*Study text*.

·····

The inspection is a daunting prospect, as those of you who have seen Open Gardens will know. Luckily, the series didn't begin until after I'd been accepted, or I would never have dared do it. In any case, when I came to my senses, I was so sure my garden would be rejected, I didn't really worry about it.
Far more spooky was the fact that everything that could go wrong promptly did so. You know how in Greek mythology the queen who boasts of her daughter's beauty, or the girl who prides herself on her spinning prowess, incurs the wrath of the gods before you can say "By Jove"? It was a bit like that.
In my case, the first of the horticultural thunderbolts came courtesy of Thompson & Morgan, the seed company. I'd ordered a batch of Nicotiana sylvestris seedlings in the hope that their stately 5ft stems and fragrant white candelabras of flowers would temporarily mask the areas I was still rethinking. After several weeks of cosseting, the plants started to develop flower spikes at a suspiciously low level. They were Nicotiana all right, but the smaller F1 bedding variety, and, worse, they weren't white, but a mixture of magenta, salmon and dirty pink.
The second thunderbolt was a plague of rosemary beetles, a rather attractive creature with iridescent green and purple stripes. Unfortunately, it was rather attracted to the rosemary and lavender in the front garden. Even if we weren't vaguely organic, we wouldn't want to spray pesticide on a herb we might use for cooking, so the only way to get rid of it was to pick the bugs off and squidge them between finger and thumb.
The third thunderbolt was the 2006 hosepipe ban. Much as I would have liked to squidge the directors of Thames Water between finger and thumb, this would probably have resulted in criminal proceedings. Instead, I lugged watering cans to and fro each evening, ministering to bits of new planting that were still trying to settle in.
By the time Joey arrived for the inspection (mercifully without the ominous Prokofiev soundtrack that accompanies the inspector in the TV series), I had given up all hope of my garden passing muster - indeed, all hope of having a garden at all. I'd expected a dragon, but Joey looked blonde and elegant. She was charming, listening politely as I gabbled on about how I was vaguely organic, which was why I didn't use slug pellets, or weedkiller on the lawn, and how I kept the new pond free of algae without using an algicide (I've got a UV filter).
We'd built the pond the year before, and were about to get rid of the climbing frame and replant that bit of the garden. Joey accepted my promise that it would all be ready in time without a murmur and said that because of all the drought-tolerant planting, she thought it would be of interest to lots of people. And the idea of having a garden that opened at the end of August was attractive, as so many gardens open in May or June. As for the famous 45 minutes of interest, she said that rule was slightly relaxed in London, as long as there was lots to see and talk about.
She wanted to know about practical things. Would people come through the house or down the side passage? (Down the side of the house, so their first view of the garden would be a surprise.) How would I serve the teas? (In the open-plan kitchen/diner, accessed from the garden.) What if people (or their children) wanted to use the loo – or the trampoline? (They could use the downstairs loo, and be warned that the trampoline was at their own risk, with no more than one child at a time.) Finally, to my astonishment, she said casually that if I felt brave enough, I could go into the Yellow Book for the following summer.

·····

*Dataset excerpt*.
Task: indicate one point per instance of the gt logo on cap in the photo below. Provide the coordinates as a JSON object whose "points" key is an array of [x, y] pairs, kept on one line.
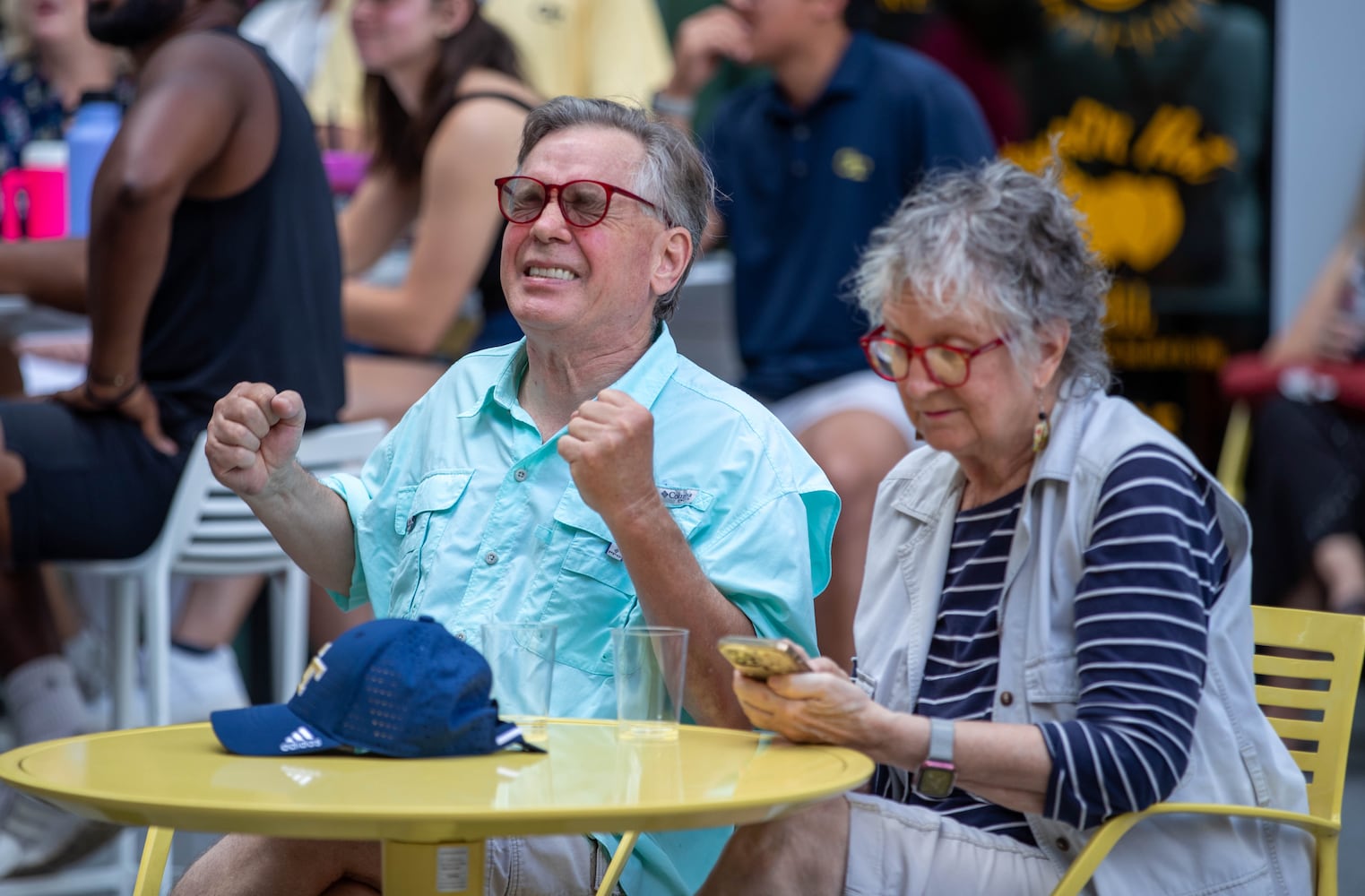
{"points": [[317, 668]]}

·····

*Task A*. In the garden inspection text, what does the writer use to keep the new pond free of algae?
*Task B*. Pick up the garden inspection text after its last sentence and continue it.

*Task answer A*. A UV filter.

*Task answer B*.
She's been back since, to drop off my leaflets and posters and so on, and always has a look at what's going on outside. I'm never sure whether she's checking up or just taking an interest. She's probably twigged that I have a habit of changing things or moving them around every five minutes, so perhaps she just wants to make sure the garden is still there...
Spring 2007. Unfortunately, I think I have erased all trace of the climbing frame
from our photo library as well as from the garden. ( We gave it to neighbours,
who have just recycled it to yet more neighbours.)
Summer 2007. Things are beginning to fill out and look a bit smarter
Spring 2008. The addition of 'the beach', as my husband calls it, means less
wear and tear around the pond (and less to mow). The box balls are intended
to break up the straight lines of the pond
Tuesday, July 15, 2008
GBBD: Confessions of a daylily virgin
My next Bloom Day flower isn't nearly as spectacular as the daylily, but it's a plant that's becoming increasingly popular in London. It has a fragrance to die for, it's evergreen, it attracts bees, it doesn't seem to attract pests, it doesn't run amok, and, in my garden at least, it grows quite happily on a north-facing wall or fence (though it flowers better in full sun). The name of this paragon is Trachelospermum jasminoides. You may find it described as half-hardy in colder areas, but in London it easily survives the winter. It does quite well in a container, too.
For me, the whole point of growing Nicotiana is to have that fabulous scent. I love N. affinis and N. sylvestris, but there's no denying that the F1 bedding varieties are really tough and, in my experience, more slug-resistant. So it's nice to find a bedding variety in which fragrance is part of the package, rather than an accidental afterthought. This is N. 'Perfume' in a pale lime-green.
Saturday, July 12, 2008
A bit of an Eeek! moment
What's even worse, lots of people have promised to come and see the garden, which is lovely, but ever so slightly intensifies the pressure. When one of those people is Anna Pavord (whom under any other circumstances I love to pieces) and another is Cleve West (ditto), I start to wonder whether leaving the country might be an option. I know for a fact there are several plants in my garden upon which Cleve has poured scorn in his Urban Gardener columns for The Independent. Eeek! Eeek! Eeek!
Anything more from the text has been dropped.